(Position identification records)
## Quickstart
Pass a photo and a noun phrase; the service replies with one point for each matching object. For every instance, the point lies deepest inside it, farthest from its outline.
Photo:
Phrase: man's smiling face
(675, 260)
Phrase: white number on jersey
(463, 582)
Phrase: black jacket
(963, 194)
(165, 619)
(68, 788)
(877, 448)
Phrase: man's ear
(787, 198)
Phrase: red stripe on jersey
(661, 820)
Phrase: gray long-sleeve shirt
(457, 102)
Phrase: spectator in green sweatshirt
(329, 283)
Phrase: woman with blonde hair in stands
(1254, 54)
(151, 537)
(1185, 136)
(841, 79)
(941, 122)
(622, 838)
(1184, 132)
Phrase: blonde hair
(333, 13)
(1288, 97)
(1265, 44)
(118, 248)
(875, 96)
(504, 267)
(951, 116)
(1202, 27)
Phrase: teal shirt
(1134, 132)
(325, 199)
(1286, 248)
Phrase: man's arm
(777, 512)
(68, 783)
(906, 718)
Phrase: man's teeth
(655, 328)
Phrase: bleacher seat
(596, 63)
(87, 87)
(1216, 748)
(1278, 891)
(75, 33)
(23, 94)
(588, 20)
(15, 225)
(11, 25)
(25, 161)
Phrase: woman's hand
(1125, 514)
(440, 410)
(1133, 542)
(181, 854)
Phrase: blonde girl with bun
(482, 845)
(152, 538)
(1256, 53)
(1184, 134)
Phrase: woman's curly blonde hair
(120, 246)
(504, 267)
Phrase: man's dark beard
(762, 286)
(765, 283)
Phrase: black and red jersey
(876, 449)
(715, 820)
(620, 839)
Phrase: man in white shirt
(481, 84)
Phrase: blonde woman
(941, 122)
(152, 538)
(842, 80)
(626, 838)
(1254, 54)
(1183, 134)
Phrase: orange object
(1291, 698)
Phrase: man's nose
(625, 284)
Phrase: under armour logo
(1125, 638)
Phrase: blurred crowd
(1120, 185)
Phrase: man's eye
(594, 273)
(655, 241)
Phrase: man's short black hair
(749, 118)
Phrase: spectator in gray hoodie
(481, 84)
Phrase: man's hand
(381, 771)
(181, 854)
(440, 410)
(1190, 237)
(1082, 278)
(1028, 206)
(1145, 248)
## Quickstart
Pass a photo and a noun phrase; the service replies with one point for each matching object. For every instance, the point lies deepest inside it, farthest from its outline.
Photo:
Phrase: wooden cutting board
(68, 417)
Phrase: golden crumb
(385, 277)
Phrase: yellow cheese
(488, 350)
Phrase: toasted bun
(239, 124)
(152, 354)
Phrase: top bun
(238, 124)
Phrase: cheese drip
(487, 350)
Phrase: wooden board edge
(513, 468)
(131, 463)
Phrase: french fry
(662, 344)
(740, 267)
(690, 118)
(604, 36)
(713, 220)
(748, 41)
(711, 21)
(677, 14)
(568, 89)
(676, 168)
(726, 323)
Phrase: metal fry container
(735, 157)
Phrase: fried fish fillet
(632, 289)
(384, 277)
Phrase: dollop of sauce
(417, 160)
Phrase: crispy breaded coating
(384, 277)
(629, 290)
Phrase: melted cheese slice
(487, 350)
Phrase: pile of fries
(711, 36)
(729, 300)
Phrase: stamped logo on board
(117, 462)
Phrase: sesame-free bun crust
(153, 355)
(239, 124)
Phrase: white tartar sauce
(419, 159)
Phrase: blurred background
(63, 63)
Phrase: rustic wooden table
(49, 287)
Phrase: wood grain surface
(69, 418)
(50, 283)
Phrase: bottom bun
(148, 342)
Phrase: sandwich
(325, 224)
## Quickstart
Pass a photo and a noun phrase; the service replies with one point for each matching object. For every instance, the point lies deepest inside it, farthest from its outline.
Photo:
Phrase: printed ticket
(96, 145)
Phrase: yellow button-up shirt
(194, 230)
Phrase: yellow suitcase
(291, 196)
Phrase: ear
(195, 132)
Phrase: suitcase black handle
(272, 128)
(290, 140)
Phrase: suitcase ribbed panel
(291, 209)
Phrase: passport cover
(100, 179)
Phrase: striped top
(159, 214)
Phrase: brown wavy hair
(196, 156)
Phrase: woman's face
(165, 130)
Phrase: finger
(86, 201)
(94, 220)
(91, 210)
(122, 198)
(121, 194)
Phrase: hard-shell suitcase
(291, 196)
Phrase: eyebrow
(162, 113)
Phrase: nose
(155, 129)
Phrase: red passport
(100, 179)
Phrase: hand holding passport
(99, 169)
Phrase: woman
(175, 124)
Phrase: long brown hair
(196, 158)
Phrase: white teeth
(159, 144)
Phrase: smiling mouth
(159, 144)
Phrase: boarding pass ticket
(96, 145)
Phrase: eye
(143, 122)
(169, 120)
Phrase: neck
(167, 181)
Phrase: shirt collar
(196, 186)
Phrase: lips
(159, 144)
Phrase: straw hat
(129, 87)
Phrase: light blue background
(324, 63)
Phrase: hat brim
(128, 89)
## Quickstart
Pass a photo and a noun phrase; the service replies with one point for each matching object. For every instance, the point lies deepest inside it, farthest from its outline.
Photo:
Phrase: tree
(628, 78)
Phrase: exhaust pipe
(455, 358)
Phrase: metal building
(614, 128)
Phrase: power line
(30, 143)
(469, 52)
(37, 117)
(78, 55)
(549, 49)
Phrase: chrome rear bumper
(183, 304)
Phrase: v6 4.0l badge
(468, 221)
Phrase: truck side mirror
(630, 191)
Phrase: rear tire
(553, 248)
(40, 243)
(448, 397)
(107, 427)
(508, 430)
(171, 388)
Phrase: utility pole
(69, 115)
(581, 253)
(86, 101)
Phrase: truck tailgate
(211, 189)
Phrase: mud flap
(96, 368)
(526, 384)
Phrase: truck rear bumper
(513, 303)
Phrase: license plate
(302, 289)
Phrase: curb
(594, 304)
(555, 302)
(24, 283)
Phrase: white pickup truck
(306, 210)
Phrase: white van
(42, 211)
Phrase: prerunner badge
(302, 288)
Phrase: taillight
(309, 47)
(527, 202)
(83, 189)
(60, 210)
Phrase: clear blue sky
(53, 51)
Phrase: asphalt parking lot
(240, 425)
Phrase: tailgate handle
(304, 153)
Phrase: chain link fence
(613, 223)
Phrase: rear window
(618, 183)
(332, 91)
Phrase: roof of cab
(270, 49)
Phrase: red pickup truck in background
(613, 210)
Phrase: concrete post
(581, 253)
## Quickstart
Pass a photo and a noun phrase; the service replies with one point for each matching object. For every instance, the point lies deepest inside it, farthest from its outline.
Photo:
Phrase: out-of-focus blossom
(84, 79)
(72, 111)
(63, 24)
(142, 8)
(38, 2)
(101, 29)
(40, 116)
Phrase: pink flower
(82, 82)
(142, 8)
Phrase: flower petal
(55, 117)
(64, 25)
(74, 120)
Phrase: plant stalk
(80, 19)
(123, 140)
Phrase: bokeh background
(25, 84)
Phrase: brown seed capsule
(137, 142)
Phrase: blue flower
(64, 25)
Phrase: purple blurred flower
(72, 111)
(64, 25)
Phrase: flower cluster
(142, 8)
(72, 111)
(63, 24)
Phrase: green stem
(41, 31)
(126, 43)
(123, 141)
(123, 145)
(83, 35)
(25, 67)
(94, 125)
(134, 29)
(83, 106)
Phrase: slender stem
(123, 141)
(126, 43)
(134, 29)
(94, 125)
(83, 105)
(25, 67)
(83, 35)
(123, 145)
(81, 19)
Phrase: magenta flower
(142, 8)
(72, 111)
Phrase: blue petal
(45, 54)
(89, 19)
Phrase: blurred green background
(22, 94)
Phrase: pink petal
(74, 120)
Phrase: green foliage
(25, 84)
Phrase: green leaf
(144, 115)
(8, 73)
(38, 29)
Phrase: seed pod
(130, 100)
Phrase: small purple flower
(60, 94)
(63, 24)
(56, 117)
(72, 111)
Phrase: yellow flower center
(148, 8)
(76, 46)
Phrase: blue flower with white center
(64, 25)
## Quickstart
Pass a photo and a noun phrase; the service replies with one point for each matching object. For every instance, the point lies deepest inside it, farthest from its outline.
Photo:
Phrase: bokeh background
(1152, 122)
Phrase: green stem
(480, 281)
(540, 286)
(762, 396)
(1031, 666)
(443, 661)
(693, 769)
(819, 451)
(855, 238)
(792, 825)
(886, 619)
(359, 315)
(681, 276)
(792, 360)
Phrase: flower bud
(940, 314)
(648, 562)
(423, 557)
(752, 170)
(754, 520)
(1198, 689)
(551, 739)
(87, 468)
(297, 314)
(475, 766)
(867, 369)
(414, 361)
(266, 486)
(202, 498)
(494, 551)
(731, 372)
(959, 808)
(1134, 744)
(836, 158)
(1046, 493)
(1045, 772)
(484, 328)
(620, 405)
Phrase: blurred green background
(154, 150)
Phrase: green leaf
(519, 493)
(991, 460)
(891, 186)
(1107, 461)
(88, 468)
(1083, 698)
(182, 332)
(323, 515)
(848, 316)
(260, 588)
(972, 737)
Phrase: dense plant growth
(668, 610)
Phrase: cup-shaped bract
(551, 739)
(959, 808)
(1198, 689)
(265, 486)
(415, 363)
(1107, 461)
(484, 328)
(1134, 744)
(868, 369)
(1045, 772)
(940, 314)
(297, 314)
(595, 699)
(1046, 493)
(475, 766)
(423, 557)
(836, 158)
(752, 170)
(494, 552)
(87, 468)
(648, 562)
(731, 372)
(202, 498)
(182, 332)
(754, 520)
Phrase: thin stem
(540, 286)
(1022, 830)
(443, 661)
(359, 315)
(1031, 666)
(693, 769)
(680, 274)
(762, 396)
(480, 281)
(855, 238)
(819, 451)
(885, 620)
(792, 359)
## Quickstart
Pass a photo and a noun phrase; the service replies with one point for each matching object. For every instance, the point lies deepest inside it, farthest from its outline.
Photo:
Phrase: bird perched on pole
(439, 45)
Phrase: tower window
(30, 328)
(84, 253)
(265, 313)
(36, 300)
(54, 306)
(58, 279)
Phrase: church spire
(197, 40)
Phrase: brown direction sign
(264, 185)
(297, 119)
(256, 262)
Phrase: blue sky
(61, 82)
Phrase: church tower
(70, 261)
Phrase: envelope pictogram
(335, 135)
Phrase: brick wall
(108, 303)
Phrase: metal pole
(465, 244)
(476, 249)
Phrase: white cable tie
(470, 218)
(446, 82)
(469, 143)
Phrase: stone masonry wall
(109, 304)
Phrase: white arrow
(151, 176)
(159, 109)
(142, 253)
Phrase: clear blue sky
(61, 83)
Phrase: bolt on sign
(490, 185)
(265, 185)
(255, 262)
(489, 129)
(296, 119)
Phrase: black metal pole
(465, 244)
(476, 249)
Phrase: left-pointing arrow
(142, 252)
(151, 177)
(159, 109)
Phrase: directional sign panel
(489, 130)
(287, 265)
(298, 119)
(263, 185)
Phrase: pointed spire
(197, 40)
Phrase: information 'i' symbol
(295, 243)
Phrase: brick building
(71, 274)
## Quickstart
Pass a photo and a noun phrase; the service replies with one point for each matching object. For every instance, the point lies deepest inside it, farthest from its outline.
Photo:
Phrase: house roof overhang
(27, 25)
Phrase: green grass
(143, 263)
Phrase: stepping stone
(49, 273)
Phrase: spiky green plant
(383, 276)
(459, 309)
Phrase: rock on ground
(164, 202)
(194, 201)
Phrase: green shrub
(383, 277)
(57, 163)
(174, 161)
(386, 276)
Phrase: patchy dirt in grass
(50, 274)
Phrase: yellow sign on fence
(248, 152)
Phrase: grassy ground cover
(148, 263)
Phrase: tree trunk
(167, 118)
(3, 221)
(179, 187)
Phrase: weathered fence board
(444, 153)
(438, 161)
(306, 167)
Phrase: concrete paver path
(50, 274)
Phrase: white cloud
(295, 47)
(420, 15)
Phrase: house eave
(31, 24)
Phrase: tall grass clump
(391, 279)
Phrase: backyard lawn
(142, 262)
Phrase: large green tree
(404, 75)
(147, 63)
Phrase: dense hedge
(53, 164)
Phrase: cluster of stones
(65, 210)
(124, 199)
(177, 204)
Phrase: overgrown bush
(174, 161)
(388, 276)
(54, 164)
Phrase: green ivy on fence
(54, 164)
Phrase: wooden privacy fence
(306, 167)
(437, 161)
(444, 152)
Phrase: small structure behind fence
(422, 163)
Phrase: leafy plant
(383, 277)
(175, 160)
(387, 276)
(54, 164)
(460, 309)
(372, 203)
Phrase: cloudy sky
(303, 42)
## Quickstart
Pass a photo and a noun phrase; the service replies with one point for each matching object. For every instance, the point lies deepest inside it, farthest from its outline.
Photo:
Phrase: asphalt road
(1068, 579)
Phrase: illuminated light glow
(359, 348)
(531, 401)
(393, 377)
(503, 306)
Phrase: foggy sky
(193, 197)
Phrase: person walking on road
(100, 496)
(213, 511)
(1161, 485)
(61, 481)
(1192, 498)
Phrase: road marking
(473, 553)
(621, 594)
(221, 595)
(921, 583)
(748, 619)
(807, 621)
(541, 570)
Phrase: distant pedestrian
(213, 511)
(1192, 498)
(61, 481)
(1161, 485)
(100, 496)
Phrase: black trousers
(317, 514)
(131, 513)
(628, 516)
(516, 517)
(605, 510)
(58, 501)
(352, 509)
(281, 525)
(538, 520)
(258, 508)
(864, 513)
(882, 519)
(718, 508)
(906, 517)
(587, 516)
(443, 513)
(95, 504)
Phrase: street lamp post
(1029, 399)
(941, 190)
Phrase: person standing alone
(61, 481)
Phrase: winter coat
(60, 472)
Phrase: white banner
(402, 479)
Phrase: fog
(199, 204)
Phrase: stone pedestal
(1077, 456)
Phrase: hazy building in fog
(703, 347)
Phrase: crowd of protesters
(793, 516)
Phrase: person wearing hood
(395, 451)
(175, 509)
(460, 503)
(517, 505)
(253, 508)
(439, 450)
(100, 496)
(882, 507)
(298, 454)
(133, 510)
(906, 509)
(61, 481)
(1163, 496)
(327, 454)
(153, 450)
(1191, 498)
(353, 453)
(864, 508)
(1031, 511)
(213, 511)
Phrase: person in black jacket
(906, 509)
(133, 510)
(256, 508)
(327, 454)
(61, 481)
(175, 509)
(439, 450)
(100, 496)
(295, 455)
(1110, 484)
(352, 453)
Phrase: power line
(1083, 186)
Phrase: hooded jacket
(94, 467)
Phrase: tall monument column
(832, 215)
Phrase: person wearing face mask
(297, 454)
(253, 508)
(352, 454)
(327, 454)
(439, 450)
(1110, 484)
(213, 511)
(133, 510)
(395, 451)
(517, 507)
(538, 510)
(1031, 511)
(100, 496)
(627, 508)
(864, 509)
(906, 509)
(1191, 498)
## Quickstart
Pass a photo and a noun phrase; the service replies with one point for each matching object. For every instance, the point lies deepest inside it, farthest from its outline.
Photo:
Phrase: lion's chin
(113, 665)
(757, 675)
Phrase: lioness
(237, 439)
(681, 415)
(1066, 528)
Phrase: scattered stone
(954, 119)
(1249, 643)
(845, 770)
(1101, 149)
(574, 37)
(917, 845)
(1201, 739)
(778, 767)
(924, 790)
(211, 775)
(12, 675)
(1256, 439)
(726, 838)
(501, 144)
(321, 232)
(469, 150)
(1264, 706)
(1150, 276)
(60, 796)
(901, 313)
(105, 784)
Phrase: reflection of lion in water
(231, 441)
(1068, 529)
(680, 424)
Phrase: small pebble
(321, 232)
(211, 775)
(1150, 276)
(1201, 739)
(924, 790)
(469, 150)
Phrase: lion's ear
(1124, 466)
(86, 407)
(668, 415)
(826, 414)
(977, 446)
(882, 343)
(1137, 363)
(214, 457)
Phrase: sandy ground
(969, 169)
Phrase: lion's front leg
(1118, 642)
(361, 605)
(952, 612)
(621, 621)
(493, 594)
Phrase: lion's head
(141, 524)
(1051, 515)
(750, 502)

EXERCISE DIRECTIONS: Reproduce the part of the material that opens with the line containing "Phrase: person wearing face mask" and continues through the end of the material, keeping every phrase line unchanged. Offset each coordinate in the answers by -84.

RESULT OF THIS TASK:
Phrase: person wearing face mask
(213, 370)
(169, 424)
(268, 370)
(243, 370)
(355, 366)
(1026, 400)
(129, 427)
(49, 426)
(311, 367)
(433, 423)
(454, 426)
(947, 427)
(16, 412)
(543, 424)
(780, 425)
(822, 425)
(1107, 414)
## Quickstart
Pass a photo and a noun phrase; the service replies with one point for each matching object. For every instance, the point lies deepest inside it, farthest from its outline.
Photo:
Phrase: lion's chin
(29, 581)
(673, 591)
Phrase: lioness
(153, 355)
(597, 331)
(982, 444)
Phrase: scattered stone
(870, 35)
(1165, 559)
(761, 686)
(1017, 65)
(490, -47)
(833, 761)
(1117, 655)
(694, 683)
(840, 706)
(127, 691)
(-72, 591)
(1172, 355)
(642, 754)
(417, 60)
(237, 148)
(385, 66)
(1180, 622)
(1066, 192)
(-24, 712)
(817, 229)
(21, 700)
Phrase: reflection of lion in water
(147, 357)
(984, 445)
(596, 340)
Phrase: small pebble
(237, 148)
(127, 691)
(1066, 192)
(1117, 655)
(840, 706)
(385, 66)
Phrase: lion's ear
(1040, 382)
(2, 323)
(584, 331)
(742, 330)
(893, 362)
(798, 259)
(1053, 279)
(130, 373)
Phrase: sandy ground
(885, 85)
Phrase: lion's front leg
(1034, 558)
(277, 521)
(868, 528)
(537, 537)
(409, 510)
Phrase: lion's head
(57, 440)
(967, 431)
(666, 418)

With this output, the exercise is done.